* Texto fornecido
● ● ● ● ●

Sabemos que o Brasil precisa muito de investimentos para desenvolver vários de nossos setores, especialmente a infraestrutura. Porém, para trazer investidores, é fundamental estabelecer um ambiente com segurança jurídico-regulatória, regras estáveis e respeito à governança das empresas.
O governo atual foi eleito com uma plataforma de criar e gerar empregos, o que implica em atrair ao país recursos de investidores internos e externos. Mas algumas ações tomadas, especialmente nos últimos meses, indicam que os objetivos difundidos durante o processo eleitoral acabaram postos de lado e foi priorizada uma agenda do partido do presidente Luiz Inacio Lula da Silva.
Em uma das empresas do setor de mineração em que trabalhei, por volta do ano de 2005, os acionistas decidiram expandir as operações para fora do Brasil para evitar ter seus negócios muito dependentes da volatilidade da economia local. Ao buscarmos as oportunidades no exterior, nossa primeira opção foi a América Latina por acreditar que a cultura era similar à nossa, o que facilitaria a integração e a gestão.
O primeiro filtro que criamos na avaliação dos novos mercados foi a estabilidade jurídica. Como éramos uma empresa de capital intensivo, queríamos nos certificar de que as regras nos países analisados eram estáveis e verificar especialmente se os contratos pactuados com as empresas eram respeitados ou se mudavam a cada troca de mandatário no poder. Muitos países foram eliminados com base nesse critério, embora possuíssem grandes oportunidades no setor minero-metalúrgico. Até hoje, decorridas quase duas décadas, permanecem com as riquezas inexploradas pois nenhum investidor se arriscou a aplicar grandes montantes de recursos sem segurança e regras claras.
O último pleito presidencial no Brasil foi vencido em uma eleição muito disputada, com diferença de 2% dos votos válidos, e a vitória do atual presidente só foi possível com a construção de uma frente ampla, envolvendo vários partidos. Uma vez assumido o poder, antigas crenças do PT que não deram certo no passado vêm prevalecendo nas decisões do governo e assombram de novo as nossas instituições.

● ● ● ● ●

* Extrato de dados
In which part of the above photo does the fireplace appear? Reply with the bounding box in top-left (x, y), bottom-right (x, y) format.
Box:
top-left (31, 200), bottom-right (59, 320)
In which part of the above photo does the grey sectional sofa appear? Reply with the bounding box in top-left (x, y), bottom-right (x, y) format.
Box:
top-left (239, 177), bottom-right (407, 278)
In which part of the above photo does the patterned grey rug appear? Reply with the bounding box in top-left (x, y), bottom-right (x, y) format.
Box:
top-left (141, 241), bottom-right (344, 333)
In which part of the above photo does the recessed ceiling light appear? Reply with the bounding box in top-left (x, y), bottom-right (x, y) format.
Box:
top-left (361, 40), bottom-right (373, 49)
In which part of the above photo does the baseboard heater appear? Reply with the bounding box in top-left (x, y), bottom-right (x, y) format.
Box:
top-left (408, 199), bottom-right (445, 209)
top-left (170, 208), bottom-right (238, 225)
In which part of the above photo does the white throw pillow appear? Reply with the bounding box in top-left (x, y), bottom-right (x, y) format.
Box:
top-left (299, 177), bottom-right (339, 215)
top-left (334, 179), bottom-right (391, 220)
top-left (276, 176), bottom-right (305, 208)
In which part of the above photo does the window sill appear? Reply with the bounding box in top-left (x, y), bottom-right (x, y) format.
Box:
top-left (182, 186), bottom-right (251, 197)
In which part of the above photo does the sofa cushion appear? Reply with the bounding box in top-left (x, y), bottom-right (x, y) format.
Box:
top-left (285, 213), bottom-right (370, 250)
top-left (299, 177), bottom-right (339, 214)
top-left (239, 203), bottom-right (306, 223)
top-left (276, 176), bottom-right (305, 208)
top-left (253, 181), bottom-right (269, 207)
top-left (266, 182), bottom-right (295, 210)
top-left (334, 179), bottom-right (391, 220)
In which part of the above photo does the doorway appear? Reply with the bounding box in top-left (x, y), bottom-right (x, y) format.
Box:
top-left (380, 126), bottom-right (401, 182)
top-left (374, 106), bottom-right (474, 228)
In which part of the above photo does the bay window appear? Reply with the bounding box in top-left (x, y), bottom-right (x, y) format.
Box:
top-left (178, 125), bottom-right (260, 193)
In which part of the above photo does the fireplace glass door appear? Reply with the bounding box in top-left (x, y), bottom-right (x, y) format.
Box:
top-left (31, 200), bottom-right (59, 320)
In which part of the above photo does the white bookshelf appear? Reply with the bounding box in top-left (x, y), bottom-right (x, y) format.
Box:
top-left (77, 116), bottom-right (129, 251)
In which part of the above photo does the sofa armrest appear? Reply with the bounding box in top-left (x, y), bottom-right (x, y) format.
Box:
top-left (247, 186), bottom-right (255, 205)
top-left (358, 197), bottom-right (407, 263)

● ● ● ● ●

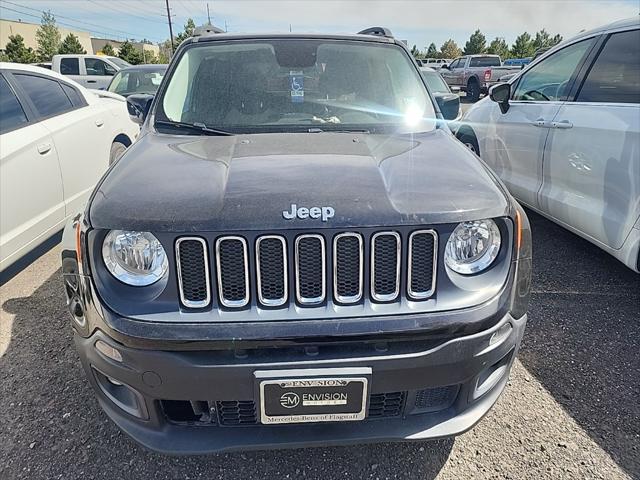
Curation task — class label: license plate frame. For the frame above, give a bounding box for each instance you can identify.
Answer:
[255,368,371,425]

● ● ● ● ●

* Seu objetivo
As afirmações a seguir estão de acordo com o texto sobre investimentos no Brasil? Para cada uma, responda sim ou não e cite literalmente o trecho do texto que decide a questão. (a) Na busca por oportunidades no exterior, a primeira opção da empresa de mineração foi a América Latina. (b) O primeiro filtro na avaliação dos novos mercados foi o custo da mão de obra. (c) O último pleito presidencial no Brasil foi decidido por uma diferença de 5% dos votos válidos.

* Solução da tarefa
(a) Sim: "nossa primeira opção foi a América Latina"
(b) Não: "O primeiro filtro que criamos na avaliação dos novos mercados foi a estabilidade jurídica."
(c) Não: "com diferença de 2% dos votos válidos"